The task: Write out the entries again exactly as they are given.

Start of Block

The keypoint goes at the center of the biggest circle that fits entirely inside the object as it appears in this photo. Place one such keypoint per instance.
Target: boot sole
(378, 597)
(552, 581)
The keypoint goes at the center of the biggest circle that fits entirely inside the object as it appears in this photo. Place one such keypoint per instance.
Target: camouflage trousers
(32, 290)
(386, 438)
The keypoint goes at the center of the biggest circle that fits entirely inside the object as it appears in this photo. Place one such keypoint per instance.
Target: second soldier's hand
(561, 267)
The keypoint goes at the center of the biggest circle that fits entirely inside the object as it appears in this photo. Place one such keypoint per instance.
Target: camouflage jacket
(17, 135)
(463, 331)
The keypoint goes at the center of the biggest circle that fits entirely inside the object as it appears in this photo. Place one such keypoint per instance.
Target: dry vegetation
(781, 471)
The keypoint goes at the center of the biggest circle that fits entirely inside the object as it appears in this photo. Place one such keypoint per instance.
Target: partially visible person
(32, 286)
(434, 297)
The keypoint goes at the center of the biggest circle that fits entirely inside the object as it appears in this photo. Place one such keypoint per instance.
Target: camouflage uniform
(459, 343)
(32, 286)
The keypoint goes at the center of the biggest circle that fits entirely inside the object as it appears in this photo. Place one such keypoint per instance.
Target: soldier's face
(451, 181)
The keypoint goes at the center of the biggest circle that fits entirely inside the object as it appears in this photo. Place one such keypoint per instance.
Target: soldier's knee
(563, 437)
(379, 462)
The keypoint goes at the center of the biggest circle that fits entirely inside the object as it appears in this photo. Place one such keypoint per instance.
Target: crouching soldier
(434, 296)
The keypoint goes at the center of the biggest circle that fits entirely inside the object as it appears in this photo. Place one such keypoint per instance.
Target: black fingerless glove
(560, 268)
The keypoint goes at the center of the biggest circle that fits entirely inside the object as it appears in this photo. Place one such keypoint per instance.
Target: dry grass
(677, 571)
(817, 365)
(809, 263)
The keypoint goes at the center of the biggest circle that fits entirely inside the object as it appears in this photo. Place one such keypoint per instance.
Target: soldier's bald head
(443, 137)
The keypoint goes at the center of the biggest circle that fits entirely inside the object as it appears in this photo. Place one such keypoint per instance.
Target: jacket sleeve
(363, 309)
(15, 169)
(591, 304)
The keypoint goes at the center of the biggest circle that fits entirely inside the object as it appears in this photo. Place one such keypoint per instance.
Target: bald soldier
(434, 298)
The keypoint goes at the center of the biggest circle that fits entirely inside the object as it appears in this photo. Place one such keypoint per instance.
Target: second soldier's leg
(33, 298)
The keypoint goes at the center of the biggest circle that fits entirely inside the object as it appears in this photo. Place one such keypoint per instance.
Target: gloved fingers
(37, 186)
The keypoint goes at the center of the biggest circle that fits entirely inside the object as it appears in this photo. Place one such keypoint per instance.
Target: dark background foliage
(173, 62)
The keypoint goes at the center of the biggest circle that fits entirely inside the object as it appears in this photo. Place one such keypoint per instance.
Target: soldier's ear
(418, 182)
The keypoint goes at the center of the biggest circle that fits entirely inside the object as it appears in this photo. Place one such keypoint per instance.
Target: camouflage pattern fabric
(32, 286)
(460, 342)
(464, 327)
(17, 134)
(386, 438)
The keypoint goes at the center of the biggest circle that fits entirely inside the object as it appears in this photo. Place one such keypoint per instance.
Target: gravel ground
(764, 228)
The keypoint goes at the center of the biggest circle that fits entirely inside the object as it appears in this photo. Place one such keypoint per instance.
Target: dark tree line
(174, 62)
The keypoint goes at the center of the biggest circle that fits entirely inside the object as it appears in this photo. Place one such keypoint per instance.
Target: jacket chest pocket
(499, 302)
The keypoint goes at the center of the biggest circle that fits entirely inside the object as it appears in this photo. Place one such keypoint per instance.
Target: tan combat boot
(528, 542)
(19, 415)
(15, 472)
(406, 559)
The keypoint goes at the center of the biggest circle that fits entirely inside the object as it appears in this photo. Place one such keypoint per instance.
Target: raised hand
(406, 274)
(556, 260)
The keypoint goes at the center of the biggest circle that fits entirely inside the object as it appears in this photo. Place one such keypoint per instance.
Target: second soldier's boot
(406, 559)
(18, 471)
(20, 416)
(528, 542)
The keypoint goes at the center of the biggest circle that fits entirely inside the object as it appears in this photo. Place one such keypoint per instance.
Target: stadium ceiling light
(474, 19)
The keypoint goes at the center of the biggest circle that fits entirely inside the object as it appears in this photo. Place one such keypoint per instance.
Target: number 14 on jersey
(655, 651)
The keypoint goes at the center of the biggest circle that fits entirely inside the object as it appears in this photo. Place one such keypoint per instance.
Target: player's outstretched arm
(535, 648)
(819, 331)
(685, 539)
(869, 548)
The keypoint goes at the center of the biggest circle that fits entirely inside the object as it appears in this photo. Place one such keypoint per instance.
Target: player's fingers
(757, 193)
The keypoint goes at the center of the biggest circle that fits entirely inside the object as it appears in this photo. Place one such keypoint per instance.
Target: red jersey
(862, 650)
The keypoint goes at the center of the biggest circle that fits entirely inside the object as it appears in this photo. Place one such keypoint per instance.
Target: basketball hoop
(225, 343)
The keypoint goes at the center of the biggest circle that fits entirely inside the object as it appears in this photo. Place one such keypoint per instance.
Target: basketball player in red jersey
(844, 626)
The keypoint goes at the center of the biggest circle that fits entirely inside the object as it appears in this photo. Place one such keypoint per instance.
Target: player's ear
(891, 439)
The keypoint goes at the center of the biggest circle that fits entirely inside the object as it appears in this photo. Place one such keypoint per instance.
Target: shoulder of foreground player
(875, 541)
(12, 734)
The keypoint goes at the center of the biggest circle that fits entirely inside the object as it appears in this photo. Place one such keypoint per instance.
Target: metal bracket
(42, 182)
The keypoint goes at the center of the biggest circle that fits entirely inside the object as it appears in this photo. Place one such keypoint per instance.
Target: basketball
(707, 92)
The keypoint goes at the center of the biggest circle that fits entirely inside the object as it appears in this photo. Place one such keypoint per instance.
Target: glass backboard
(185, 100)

End of Block

Answer to the exercise:
The keypoint goes at the center of the biggest circle that fits entirely inside the object as it appears in this photo. Place one such keypoint per instance.
Target: boot sole
(378, 597)
(552, 581)
The keypoint goes at the center of the biggest circle that fits entirely inside the object as it appears in this photo. Place one such keypoint per instance.
Target: camouflage trousers
(32, 290)
(386, 438)
The keypoint goes at the center of the biggest circle that fits entirely inside the object as it appears in this photo. Place one such keypoint per instance.
Target: second soldier's hand
(561, 267)
The keypoint goes at the center of the biggest circle that fits entirely inside the object as it appears in this photo. Place one such keypoint per instance.
Target: camouflage jacket
(17, 135)
(463, 331)
The keypoint goes at the center of the biggest circle that fits entirely inside the object as it appears in this photo. Place one such keypoint per instance.
Target: dry vegetation
(781, 471)
The keypoint goes at the center of the biggest circle that fits entirely inside the object as it appears in this photo. Place one such keypoint per instance.
Target: partially visible person
(32, 286)
(434, 297)
The keypoint goes at the center of the biggest circle that fits entirely inside the object as it appears in this photo. Place one such keypoint per instance.
Target: camouflage uniform
(459, 343)
(32, 286)
The keypoint goes at the center of the biggest circle that fits entirely inside the object as it appears in this photo. Place one such keypoint per instance.
Target: soldier's face
(451, 181)
The keypoint goes at the center of the biggest circle that fits entirely inside the object as it appears in this photo. Place one such keypoint per instance.
Target: soldier's knee
(563, 437)
(379, 462)
The keypoint goes at the center of the biggest circle that fits entirely inside the object as it appears in this photo. Place one such keypoint per instance.
Target: crouching soldier
(434, 296)
The keypoint goes at the center of the biggest circle that fits entirely inside the object as it appears in this photo. Place one such keypoint per instance.
Target: black fingerless glove
(560, 268)
The keypoint goes at the center of the biggest circle that fits entirely inside the object as it appears in this photo. Place one such keypoint per instance.
Target: dry grass
(677, 571)
(817, 365)
(809, 263)
The keypoint goes at the center of the biggest circle that fits entirely inside the object as it appears in this photo. Place one such keypoint per instance.
Target: soldier's bald head
(443, 137)
The keypoint goes at the center of the biggest circle that fits entirely inside the object as it appears in this photo. Place one such keypoint per instance.
Target: jacket sleeve
(363, 309)
(15, 169)
(591, 304)
The keypoint goes at the center of the biggest circle that fits entirely inside the object as it appears in this photo. Place one such keypoint per instance.
Target: bald soldier
(434, 298)
The keypoint goes at the center of the biggest circle that fits entirely inside the object as it appears in this photo. Place one such keypoint per instance.
Target: second soldier's leg
(33, 298)
The keypoint goes at the center of the biggest circle that fits entirely inside the object as it appears in this photo. Place one such keypoint per instance.
Target: gloved fingers
(37, 186)
The keypoint goes at the center of the biggest circle that fits entirely inside the object as it appears in this photo. Place one such keypoint per instance.
Target: dark background foliage
(173, 62)
The keypoint goes at the center of the biggest circle that fits entirely inside the object as it appears in this photo. Place one such keypoint per instance.
Target: soldier's ear
(418, 182)
The keypoint goes at the center of the biggest circle that fits entirely inside the object as it appears in this photo. Place one such keypoint per instance.
Target: camouflage pattern fabric
(32, 286)
(460, 342)
(464, 327)
(17, 134)
(386, 438)
The keypoint goes at the center of the biggest circle that fits entirely inside the object as it appears in this photo. Place one such keypoint per instance.
Target: gravel ground
(764, 228)
The keypoint goes at the center of the biggest circle that fits entirely inside the object as it appears in this photo. Place one such keypoint per instance.
Target: dark tree line
(174, 62)
The keypoint goes at the center of the biggest circle that fits entirely inside the object as it appears in this photo. Place one such keypoint per instance.
Target: jacket chest pocket
(499, 302)
The keypoint goes at the center of the biggest circle that fits entirely inside the object as it appears in this photo. Place one such keypoint per instance.
Target: tan combat boot
(528, 542)
(19, 415)
(15, 472)
(406, 559)
The keypoint goes at the center of the biggest circle that fits entirely inside the object as it appears in this photo. Place one such keypoint per instance.
Target: raised hand
(406, 274)
(556, 260)
The keypoint goes at the center of the biggest circle that fits entirely inside the object as it appears in this photo. Place one such keypoint per instance.
Target: second soldier's boot
(406, 559)
(18, 471)
(20, 416)
(528, 542)
The keypoint goes at the center of the biggest circle that fits entirely inside the object as it appears in this photo. Place one such keypoint per instance.
Target: stadium ceiling light
(474, 19)
The keypoint goes at the center of the biggest circle that fits entirely inside the object as it appears in this photo. Place one such keypoint per instance.
Target: number 14 on jersey
(655, 651)
The keypoint goes at the center of the biggest circle that fits entirely inside the object as it appears in this photo. Place one such keypoint per instance.
Target: player's outstretched arm
(535, 648)
(819, 331)
(685, 539)
(869, 548)
The keypoint goes at the center of the biggest circle that fits entirely inside the object as it appears in this photo. Place one such keypoint per instance.
Target: player's fingers
(757, 193)
The keypoint goes at the center of the biggest circle that fits entirely inside the object as it appears in this photo. Place one such keypoint per instance.
Target: red jersey
(862, 650)
The keypoint goes at the center of the biggest circle that fits entirely inside the object as it appears in this photo. Place one such keypoint per instance.
Target: basketball hoop
(225, 343)
The keypoint goes at the center of the biggest circle that fits entirely inside the object as it appears in this photo. Place one such keypoint per instance.
Target: basketball player in red jersey
(844, 626)
The keypoint goes at the center of the biggest circle that fits entirely inside the object as it appears in this photo. Place one such keypoint per instance.
Target: player's ear
(891, 439)
The keypoint goes at the center of the biggest circle that fits entirely inside the object as it appears in this photo. Place one such keypoint per instance.
Target: shoulder of foreground player
(875, 541)
(12, 734)
The keypoint goes at the center of the biggest circle that fits entirely inside the object as it appears in this photo. Place one such keypoint per instance.
Target: metal bracket
(42, 182)
The keypoint goes at the center of the biggest circle that fits entirely inside the object as it appears in this photo. Place one such keypoint per instance.
Target: basketball
(707, 92)
The keypoint goes at the center of the biggest circle that fits entirely inside the object as it appears in this photo. Place one such keypoint per instance.
Target: glass backboard
(185, 100)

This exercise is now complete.